··· Fragmento seleccionado ···

Tres
décadas después de su muerte, ocurrida el 15 de abril de 1980,
Jean-Paul Sartre aparece ya como una figura monumental de la
filosofía y de la historia de la literatura modernas. El, el hombre
de las palabras y de los libros, se ha reunido con sus antepasados,
los clásicos, los inmortales, los autores consagrados. Sólo la
muerte podía impedirle rejuvenecer; sólo el carácter clásico le
quitó la posibilidad de seguir contradiciéndose. Estaba enamorado
como nadie de la libertad de disgustarse consigo mismo. Su actuación
en la vida, peligrosa para un filósofo, embriagadora para él y sus
lectores, era la elevación continua, el desprendimiento del propio
haber llegado a ser; como escritor, escribió siempre la página
nueva.

··· Información proporcionada ···

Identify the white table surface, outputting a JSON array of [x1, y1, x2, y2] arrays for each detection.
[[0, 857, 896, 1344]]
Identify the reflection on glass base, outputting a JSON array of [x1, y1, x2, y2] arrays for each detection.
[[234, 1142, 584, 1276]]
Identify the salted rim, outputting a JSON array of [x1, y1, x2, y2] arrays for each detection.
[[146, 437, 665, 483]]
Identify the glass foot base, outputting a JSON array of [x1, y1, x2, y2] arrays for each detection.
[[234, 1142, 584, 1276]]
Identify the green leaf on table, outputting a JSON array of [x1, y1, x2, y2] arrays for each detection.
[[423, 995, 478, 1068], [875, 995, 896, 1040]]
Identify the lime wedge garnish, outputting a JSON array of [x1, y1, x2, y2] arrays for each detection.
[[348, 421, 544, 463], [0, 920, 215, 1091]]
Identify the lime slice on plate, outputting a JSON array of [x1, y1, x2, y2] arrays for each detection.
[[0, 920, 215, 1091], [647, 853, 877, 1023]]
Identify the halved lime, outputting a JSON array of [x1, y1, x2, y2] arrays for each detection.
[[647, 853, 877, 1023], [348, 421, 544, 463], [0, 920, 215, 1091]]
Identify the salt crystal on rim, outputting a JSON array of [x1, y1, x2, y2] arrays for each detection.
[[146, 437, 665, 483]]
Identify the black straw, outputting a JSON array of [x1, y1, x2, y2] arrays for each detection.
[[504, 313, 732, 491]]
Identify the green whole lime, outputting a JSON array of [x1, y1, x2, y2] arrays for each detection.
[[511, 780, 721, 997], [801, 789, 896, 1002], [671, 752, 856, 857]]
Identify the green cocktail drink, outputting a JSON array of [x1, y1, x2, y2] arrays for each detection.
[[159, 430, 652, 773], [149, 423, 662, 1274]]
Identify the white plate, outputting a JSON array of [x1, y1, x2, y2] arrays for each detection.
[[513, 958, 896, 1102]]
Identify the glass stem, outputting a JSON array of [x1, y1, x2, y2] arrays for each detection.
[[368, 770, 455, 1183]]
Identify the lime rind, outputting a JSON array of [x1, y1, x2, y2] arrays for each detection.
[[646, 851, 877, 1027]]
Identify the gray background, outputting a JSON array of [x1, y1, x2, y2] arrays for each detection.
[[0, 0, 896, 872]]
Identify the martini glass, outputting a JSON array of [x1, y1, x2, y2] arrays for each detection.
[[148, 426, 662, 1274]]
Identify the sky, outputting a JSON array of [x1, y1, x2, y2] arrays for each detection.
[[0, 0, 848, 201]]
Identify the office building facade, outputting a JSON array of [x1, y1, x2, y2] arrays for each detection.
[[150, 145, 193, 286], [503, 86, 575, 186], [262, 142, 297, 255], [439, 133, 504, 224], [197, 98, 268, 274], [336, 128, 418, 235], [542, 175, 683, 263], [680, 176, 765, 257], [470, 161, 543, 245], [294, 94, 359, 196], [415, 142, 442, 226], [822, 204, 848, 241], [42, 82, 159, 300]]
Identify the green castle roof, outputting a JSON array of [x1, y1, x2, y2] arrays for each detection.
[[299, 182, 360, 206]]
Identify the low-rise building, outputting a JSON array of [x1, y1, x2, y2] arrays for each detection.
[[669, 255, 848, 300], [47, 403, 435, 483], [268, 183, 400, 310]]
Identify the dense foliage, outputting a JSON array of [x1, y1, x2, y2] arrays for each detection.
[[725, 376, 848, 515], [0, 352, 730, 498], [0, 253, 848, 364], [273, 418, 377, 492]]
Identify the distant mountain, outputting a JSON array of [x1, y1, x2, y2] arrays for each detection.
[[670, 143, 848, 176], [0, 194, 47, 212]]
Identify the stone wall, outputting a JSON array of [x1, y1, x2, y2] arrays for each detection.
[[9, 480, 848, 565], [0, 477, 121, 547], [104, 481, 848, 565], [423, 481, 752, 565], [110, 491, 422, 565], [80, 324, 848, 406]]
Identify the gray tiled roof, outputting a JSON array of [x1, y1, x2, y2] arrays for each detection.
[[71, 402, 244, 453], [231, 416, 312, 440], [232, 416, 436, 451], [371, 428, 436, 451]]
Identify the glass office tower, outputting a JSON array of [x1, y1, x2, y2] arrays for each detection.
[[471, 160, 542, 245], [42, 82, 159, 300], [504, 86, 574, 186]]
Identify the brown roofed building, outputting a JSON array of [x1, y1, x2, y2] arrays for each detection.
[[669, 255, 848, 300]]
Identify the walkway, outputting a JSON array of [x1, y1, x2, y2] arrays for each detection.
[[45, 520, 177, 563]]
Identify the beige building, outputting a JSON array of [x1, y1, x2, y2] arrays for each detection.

···

§ **Tareas por realizar**
a. Reescriba en forma de lista el párrafo del fragmento sobre Jean-Paul Sartre que comienza con «Tres décadas después de su muerte», conservando sus datos principales.
b. Indique si cada afirmación concuerda con el fragmento sobre Sartre, respondiendo sí o no y citando textualmente las palabras decisivas: (i) Sartre murió el 15 de abril de 1980; (ii) su actuación en la vida se describe como segura para un filósofo; (iii) el carácter clásico le quitó la posibilidad de seguir contradiciéndose.
No es necesario consultar las líneas para resolver lo que se pide.

§ **Respuestas por tarea**
a.
- Sartre murió el 15 de abril de 1980.
- Tres décadas después aparece como una figura monumental de la filosofía y de la historia de la literatura modernas.
- Se ha reunido con sus antepasados: los clásicos, los inmortales, los autores consagrados.
- Solo la muerte podía impedirle rejuvenecer, y el carácter clásico le quitó la posibilidad de seguir contradiciéndose.
- Estaba enamorado como nadie de la libertad de disgustarse consigo mismo.
- Su actuación en la vida, peligrosa para un filósofo y embriagadora para él y sus lectores, era la elevación continua, el desprendimiento del propio haber llegado a ser.
- Como escritor, escribió siempre la página nueva.

b.
(i) Sí: «ocurrida el 15 de abril de 1980».
(ii) No: «peligrosa para un filósofo».
(iii) Sí: «sólo el carácter clásico le quitó la posibilidad de seguir contradiciéndose».